### Data records:
......

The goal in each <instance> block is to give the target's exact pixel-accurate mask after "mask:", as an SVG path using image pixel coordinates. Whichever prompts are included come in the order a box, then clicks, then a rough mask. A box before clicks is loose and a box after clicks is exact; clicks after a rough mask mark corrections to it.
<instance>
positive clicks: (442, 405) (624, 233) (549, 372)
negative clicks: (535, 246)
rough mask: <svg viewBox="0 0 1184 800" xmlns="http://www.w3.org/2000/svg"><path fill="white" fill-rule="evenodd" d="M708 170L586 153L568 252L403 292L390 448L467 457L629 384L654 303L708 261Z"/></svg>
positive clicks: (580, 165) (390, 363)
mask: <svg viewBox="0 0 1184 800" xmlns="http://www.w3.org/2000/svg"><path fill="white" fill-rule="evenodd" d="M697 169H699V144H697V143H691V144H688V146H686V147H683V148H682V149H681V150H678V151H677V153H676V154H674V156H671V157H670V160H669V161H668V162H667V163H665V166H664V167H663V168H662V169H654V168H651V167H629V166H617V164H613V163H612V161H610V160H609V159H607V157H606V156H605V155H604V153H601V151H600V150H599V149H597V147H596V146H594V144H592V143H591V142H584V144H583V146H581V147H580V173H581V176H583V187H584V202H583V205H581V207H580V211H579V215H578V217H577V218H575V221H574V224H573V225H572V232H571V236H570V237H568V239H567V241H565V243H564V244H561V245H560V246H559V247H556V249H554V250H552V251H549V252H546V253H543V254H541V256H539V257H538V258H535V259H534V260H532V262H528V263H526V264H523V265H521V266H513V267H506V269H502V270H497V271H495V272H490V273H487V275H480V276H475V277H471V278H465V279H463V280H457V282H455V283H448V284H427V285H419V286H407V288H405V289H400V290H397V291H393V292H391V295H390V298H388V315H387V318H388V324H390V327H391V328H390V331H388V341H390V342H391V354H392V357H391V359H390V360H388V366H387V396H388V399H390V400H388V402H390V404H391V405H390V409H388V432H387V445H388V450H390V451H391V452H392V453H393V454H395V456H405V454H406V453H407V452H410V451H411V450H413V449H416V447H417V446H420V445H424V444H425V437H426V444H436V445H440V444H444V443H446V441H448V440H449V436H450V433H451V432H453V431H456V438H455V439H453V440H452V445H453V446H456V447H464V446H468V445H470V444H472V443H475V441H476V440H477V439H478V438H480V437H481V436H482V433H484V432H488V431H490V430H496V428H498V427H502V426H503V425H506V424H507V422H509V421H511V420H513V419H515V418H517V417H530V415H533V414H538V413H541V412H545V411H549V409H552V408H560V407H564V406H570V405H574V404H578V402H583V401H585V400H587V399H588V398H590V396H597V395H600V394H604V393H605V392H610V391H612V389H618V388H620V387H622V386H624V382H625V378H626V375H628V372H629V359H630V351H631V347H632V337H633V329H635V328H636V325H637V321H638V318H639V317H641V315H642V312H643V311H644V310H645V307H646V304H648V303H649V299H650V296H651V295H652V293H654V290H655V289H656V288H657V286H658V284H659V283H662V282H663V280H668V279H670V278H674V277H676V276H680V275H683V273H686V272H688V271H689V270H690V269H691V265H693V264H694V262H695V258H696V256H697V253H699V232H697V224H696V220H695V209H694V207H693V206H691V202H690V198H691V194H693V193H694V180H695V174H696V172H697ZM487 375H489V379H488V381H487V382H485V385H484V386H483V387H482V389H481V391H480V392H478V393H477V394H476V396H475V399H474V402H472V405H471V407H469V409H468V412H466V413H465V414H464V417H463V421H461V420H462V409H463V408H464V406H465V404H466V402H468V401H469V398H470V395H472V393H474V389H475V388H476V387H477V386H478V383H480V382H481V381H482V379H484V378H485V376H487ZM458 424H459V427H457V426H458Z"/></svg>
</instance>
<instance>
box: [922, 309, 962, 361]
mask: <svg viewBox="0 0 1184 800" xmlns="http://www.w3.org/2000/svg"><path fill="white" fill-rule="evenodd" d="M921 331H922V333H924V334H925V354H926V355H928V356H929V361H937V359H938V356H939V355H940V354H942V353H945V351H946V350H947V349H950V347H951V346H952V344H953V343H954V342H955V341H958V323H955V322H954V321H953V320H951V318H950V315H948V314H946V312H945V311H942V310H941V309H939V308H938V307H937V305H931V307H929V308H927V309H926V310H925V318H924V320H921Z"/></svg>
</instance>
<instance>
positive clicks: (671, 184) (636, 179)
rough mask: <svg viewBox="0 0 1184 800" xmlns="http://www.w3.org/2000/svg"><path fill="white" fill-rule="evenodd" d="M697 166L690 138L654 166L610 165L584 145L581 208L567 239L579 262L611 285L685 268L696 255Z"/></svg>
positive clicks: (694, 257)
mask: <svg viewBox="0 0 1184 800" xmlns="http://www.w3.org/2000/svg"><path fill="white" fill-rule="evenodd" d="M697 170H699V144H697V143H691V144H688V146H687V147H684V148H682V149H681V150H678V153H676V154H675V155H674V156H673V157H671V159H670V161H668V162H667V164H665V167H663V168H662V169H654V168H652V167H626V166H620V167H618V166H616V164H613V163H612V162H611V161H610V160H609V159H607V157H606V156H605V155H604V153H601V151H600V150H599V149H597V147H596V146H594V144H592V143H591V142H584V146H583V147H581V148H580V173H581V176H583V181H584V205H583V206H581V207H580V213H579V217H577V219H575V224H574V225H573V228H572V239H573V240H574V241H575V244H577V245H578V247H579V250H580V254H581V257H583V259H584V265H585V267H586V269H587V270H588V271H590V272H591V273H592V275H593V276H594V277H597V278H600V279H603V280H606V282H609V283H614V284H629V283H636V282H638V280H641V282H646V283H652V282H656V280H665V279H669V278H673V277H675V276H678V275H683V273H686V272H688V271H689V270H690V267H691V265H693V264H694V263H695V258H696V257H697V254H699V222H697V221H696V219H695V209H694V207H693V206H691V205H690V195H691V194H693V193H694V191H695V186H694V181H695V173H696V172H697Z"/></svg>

......

### YOUR TASK:
Repeat exactly the lines from the first line of the records above through the line containing "positive clicks: (442, 405)", both included, and nothing else.

### EXERCISE SOLUTION:
The goal in each <instance> block is to give the target's exact pixel-accurate mask after "mask:", as an SVG path using image pixel coordinates. Whichever prompts are included come in the order a box, then clicks, then a rough mask. A box before clicks is loose and a box after clicks is exact; clicks after a rough mask mark corrections to it.
<instance>
positive clicks: (442, 405) (624, 233) (549, 372)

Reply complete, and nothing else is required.